THE DATA Block Start
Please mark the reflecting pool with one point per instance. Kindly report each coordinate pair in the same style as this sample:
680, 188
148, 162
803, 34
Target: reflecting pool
THE DATA Block End
**PROBLEM DESCRIPTION**
When the word "pool" turns up on a line of the material above, copy that line.

**RESULT OF THIS TASK**
Please mark the reflecting pool with one point per instance. Kindly report each coordinate pair in the same style as this sample:
Target: reflecting pool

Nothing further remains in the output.